WHAT THE TASK REQUIRES:
Copy the listing below word for word, starting at its first line and ending at the line that contains "[[701, 318]]", with both of those lines included. Leave the pictures out of your copy.

ENTRIES:
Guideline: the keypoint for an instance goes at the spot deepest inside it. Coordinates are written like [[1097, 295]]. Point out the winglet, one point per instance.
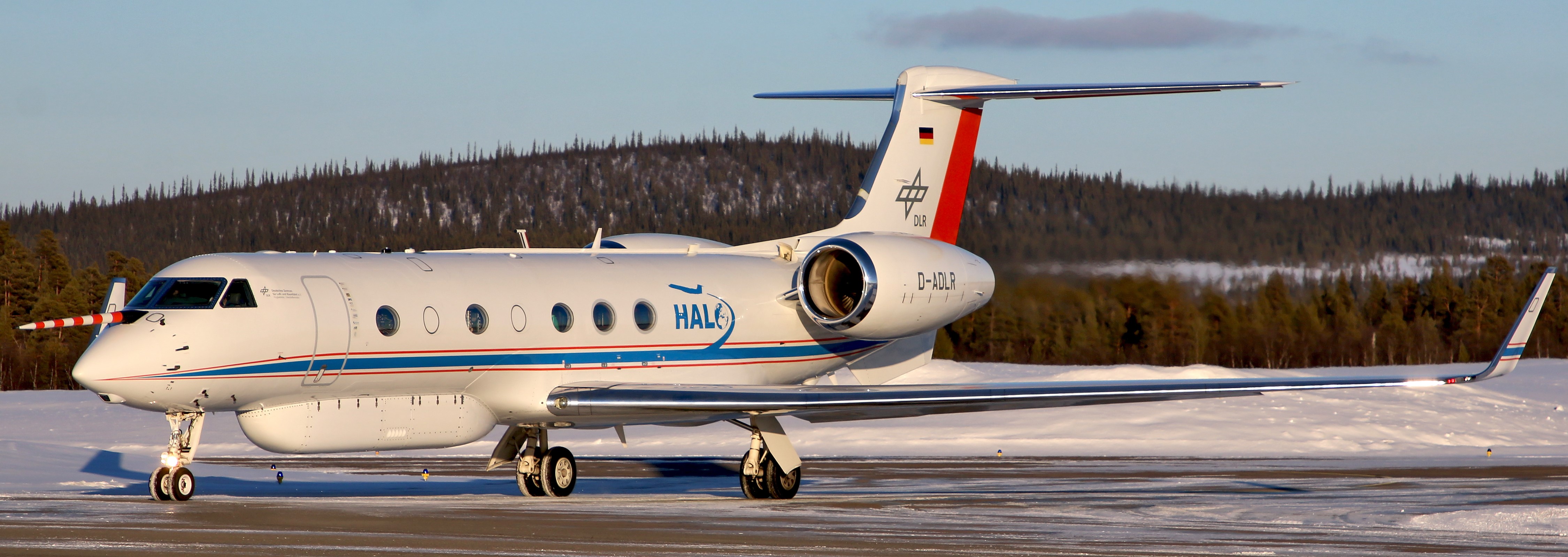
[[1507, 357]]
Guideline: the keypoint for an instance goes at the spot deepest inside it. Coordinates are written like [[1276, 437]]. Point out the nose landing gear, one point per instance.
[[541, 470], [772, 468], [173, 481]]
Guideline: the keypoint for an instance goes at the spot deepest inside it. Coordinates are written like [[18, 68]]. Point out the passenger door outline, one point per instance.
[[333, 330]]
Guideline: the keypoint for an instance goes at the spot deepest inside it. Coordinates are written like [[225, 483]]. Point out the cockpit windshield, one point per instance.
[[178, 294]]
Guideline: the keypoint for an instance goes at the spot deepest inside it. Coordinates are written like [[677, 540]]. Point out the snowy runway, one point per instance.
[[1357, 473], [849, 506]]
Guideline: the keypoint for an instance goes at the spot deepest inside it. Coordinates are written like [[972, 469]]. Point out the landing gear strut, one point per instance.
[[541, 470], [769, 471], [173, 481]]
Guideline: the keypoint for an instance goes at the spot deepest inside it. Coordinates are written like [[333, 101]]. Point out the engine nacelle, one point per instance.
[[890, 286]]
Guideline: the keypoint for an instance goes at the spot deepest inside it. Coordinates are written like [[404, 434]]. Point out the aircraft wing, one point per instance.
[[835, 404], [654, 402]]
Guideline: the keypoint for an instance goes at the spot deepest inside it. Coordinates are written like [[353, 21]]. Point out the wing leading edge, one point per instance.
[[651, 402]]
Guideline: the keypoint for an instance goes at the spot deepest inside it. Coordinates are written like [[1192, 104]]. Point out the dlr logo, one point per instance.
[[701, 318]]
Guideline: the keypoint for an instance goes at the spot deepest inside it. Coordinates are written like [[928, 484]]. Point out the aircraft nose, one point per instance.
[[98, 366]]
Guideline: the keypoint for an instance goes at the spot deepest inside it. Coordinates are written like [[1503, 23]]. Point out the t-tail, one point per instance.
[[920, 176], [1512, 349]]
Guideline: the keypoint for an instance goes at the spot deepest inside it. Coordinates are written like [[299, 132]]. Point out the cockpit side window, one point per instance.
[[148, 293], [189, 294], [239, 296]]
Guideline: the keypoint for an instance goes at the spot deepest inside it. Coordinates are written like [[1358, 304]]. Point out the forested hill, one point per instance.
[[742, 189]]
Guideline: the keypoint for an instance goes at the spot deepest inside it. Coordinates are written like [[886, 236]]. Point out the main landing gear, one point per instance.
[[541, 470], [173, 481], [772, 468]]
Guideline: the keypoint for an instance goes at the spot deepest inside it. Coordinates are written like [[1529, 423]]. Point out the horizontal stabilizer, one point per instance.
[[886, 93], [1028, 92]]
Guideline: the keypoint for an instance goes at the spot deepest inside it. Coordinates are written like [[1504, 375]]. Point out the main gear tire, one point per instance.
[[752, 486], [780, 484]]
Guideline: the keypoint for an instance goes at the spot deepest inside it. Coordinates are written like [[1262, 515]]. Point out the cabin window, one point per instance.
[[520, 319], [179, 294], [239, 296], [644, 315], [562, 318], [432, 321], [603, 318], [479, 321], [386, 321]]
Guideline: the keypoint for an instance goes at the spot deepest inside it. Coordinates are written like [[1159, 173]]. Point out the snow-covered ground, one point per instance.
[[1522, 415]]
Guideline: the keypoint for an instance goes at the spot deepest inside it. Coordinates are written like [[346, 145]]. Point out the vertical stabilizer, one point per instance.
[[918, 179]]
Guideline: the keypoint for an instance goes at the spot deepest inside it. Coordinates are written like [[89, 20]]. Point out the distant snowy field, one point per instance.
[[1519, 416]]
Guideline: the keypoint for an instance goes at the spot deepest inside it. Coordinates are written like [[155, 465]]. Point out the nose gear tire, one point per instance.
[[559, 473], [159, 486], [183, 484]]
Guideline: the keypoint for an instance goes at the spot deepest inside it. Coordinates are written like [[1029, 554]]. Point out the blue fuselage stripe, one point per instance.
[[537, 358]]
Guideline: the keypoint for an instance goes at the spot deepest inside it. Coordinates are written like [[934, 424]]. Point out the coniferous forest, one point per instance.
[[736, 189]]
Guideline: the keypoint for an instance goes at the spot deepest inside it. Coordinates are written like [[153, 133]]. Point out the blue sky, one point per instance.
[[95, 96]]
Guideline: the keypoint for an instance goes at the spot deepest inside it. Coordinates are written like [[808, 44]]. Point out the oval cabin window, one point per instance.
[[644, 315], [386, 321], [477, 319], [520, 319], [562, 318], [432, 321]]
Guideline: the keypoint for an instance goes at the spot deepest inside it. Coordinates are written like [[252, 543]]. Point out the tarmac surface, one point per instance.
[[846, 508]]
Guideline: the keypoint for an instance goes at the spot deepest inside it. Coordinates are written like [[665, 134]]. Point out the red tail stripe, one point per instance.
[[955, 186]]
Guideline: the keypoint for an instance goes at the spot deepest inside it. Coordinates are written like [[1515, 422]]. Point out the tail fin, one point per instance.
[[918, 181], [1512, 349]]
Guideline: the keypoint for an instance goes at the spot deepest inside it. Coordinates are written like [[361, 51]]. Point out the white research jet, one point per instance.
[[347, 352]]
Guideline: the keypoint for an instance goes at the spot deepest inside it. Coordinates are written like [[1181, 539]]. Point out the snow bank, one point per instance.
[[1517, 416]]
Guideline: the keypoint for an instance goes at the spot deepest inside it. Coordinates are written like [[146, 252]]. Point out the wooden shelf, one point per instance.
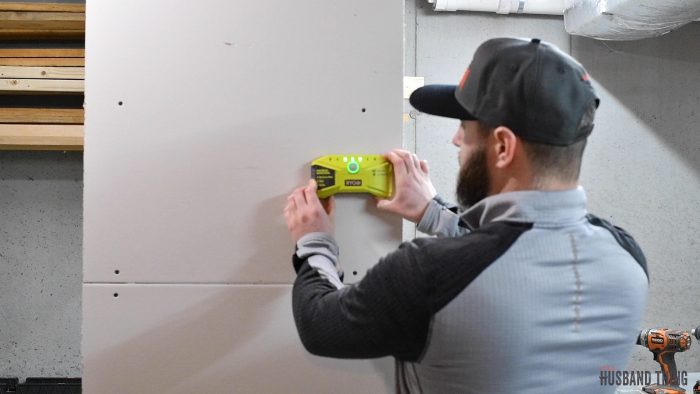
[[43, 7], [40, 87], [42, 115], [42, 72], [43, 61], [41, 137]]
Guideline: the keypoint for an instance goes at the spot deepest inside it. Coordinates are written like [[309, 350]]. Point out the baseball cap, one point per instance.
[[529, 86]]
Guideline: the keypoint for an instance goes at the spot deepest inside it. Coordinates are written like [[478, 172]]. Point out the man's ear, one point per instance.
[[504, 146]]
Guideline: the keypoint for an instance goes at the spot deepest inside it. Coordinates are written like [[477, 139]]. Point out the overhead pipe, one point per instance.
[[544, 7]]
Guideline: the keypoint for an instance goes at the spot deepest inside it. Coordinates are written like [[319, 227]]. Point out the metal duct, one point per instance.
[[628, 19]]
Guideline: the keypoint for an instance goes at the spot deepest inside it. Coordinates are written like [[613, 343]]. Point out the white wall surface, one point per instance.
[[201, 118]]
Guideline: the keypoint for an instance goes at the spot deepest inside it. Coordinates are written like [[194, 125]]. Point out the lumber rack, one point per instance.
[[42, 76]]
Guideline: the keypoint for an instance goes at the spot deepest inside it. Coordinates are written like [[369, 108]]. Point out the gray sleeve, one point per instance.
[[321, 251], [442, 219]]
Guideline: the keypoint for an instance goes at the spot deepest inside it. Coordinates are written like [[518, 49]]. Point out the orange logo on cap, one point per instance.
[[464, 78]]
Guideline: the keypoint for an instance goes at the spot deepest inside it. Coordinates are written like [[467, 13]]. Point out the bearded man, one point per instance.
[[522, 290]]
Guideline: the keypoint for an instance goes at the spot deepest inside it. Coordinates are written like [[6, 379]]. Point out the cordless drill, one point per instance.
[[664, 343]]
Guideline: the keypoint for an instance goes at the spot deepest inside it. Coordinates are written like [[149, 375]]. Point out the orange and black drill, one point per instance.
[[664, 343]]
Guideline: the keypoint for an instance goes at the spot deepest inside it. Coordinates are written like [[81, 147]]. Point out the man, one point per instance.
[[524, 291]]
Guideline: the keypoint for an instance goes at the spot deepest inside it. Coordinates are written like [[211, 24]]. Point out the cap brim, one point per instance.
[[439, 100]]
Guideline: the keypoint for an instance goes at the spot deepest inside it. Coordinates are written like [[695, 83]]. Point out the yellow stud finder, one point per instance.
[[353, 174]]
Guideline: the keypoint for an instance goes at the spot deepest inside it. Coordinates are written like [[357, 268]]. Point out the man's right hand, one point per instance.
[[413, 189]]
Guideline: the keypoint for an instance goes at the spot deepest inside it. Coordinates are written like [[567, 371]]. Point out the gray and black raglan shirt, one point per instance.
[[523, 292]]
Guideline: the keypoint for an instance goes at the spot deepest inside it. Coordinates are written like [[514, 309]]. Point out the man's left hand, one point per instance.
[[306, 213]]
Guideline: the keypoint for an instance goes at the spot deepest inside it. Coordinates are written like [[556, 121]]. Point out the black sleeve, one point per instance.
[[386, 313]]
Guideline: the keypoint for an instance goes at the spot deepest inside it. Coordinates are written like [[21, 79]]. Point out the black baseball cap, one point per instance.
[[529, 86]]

SOLUTION BELOW:
Guideline: the keypoint for an instance goes at the spot deepest inside it. Coordinates are written like [[1097, 295]]. Point out the winglet, one point per instance.
[[1507, 357]]
Guideline: the keypoint for an instance goes at the spot deepest inside it. Coordinates are written like [[1276, 437]]. Point out the nose landing gear, one point per instance.
[[541, 470], [772, 468], [173, 481]]
Guideline: the keypoint for an instance goes at the spot deepest inside it. Coordinates are written like [[18, 68]]. Point out the passenger door outline, one point per instance.
[[333, 330]]
Guideline: the keypoint for an instance goes at the spot deepest inside it. Coordinates are written like [[225, 483]]. Point out the cockpit windshield, one point per instance.
[[178, 294]]
Guideline: the keypoint for an instance goes at the spot deepest inside it. Coordinates are written like [[677, 540]]. Point out the snowy runway, one point per instance.
[[1357, 473], [849, 506]]
Guideline: the keypoint for an instance goes at the spot deepest inside it. Coordinates are written like [[972, 469]]. Point out the landing gear strut, one point per instance.
[[541, 470], [769, 471], [173, 481]]
Guideline: the keypoint for an instance goes at the spot deepest inside it. Coordinates are written like [[333, 101]]. Point out the engine nacelle, one point per instance.
[[890, 286]]
Guideline: the keypoint for an instance goes at the spot deepest inside it. Coordinates are written like [[404, 434]]. Point out the aircraft wing, one point per instance.
[[835, 404], [654, 402]]
Guideline: the keypoint for an instance goes at the spot deepest inside it. Coordinates are written like [[353, 21]]. Point out the wing leading edge, one point per instance.
[[651, 402]]
Guideline: the keypoint for an instance goes at the spot deepest inside it. Coordinates are written like [[1192, 104]]. Point out the dlr logo, one point per instance.
[[701, 318]]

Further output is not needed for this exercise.